▶ The tasks
A - Return the interview word for word, in full.
B - Recast the lines of the records from the one with "One keypoint belongs on each instance. Indicate the fingers" through the end of the records as a numbered list, with blank lines and pictures left out.

— Start Source text —

Lucy Dagastino in Point Pleasant, New Jersey, asks, Javier, have you learned how to drive yet?
Yes, and if you see the movie from Woodie Allen you will see me driving one of the most… one of the nicest cars I’ve ever seen in my life, so good… I don’t know the name because I don’t like cars but it looked good and with Scarlett on the side looked amazing. And that’s me driving. It took me hours to learn to drive. One little thing from here to there but finally I did it. I don’t drive. I don’t have a driving licence and, you know what, I’m scared of cars. I don’t like cars. I don’t care about planes, I don’t care about helicopters, I don’t care about ships but I care about cars and… I don’t know, I never had an accident but I guess… I think it’s like… they’re like bullets, speeding bullets, going like that, I don’t know. It’s like in No Country for Old Men I had to drive this huge pick-up, and I learned, it’s fine, I didn’t kill anybody. My colleagues were always like action, I said, come on man, but I don’t have a driving licence. One day, I guess, I[’ll] have to go to the school and learn how to drive.
Are there any actors you’re dying to work with?
Well, I’m always saying that I don’t believe in God, I believe in Al Pacino and it’s true. For me Al Pacino… it’s, I mean, I don’t know, I get crazy about his performance, I learn so much what he did, what he does, so yes, if I ever have a phone call saying, do you like to work with Pacino, I’ll go crazy.

— End Source text —
— Start Source data —

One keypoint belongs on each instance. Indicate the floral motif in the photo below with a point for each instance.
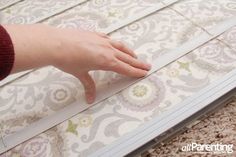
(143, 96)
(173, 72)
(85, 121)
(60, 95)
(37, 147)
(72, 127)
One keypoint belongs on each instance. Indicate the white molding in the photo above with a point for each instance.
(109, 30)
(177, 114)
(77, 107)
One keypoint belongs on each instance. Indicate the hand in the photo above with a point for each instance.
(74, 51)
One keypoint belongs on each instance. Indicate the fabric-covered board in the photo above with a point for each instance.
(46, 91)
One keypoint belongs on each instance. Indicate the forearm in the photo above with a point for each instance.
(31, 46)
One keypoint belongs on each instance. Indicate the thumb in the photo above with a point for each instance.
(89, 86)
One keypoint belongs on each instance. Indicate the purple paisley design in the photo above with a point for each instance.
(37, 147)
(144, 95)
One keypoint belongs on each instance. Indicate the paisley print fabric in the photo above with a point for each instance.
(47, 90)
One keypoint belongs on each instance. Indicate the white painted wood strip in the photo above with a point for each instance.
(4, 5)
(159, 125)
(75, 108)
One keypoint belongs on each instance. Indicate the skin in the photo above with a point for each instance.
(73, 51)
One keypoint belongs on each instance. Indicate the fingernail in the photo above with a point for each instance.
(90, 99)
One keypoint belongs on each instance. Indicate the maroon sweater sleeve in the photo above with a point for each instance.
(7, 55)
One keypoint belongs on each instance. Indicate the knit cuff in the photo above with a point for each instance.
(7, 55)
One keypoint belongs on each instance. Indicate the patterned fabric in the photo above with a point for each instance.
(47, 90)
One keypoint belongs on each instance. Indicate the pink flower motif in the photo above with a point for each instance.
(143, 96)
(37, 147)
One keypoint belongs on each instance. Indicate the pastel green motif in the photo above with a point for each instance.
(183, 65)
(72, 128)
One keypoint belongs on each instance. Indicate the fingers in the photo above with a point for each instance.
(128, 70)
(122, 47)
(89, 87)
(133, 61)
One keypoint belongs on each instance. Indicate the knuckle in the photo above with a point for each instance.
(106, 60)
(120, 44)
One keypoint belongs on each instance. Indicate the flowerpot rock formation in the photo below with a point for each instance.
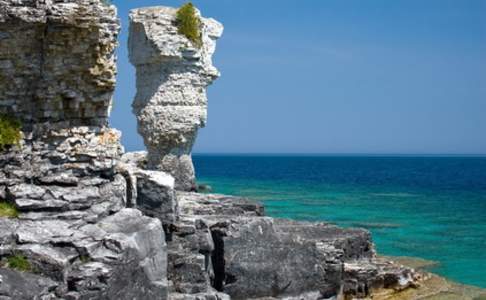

— End Source data —

▶ Final results
A -
Lucy Dagastino in Point Pleasant, New Jersey, asks, Javier, have you learned how to drive yet?
Yes, and if you see the movie from Woodie Allen you will see me driving one of the most… one of the nicest cars I’ve ever seen in my life, so good… I don’t know the name because I don’t like cars but it looked good and with Scarlett on the side looked amazing. And that’s me driving. It took me hours to learn to drive. One little thing from here to there but finally I did it. I don’t drive. I don’t have a driving licence and, you know what, I’m scared of cars. I don’t like cars. I don’t care about planes, I don’t care about helicopters, I don’t care about ships but I care about cars and… I don’t know, I never had an accident but I guess… I think it’s like… they’re like bullets, speeding bullets, going like that, I don’t know. It’s like in No Country for Old Men I had to drive this huge pick-up, and I learned, it’s fine, I didn’t kill anybody. My colleagues were always like action, I said, come on man, but I don’t have a driving licence. One day, I guess, I[’ll] have to go to the school and learn how to drive.
Are there any actors you’re dying to work with?
Well, I’m always saying that I don’t believe in God, I believe in Al Pacino and it’s true. For me Al Pacino… it’s, I mean, I don’t know, I get crazy about his performance, I learn so much what he did, what he does, so yes, if I ever have a phone call saying, do you like to work with Pacino, I’ll go crazy.

B -
1. One keypoint belongs on each instance. Indicate the fingers in the photo above with a point for each instance.
2. (128, 70)
3. (122, 47)
4. (89, 87)
5. (133, 61)
6. One keypoint belongs on each instance. Indicate the knuckle in the photo above with a point for each instance.
7. (106, 60)
8. (120, 44)
9. One keypoint belongs on each instance. Indicate the flowerpot rock formation in the photo below with a point for each instance.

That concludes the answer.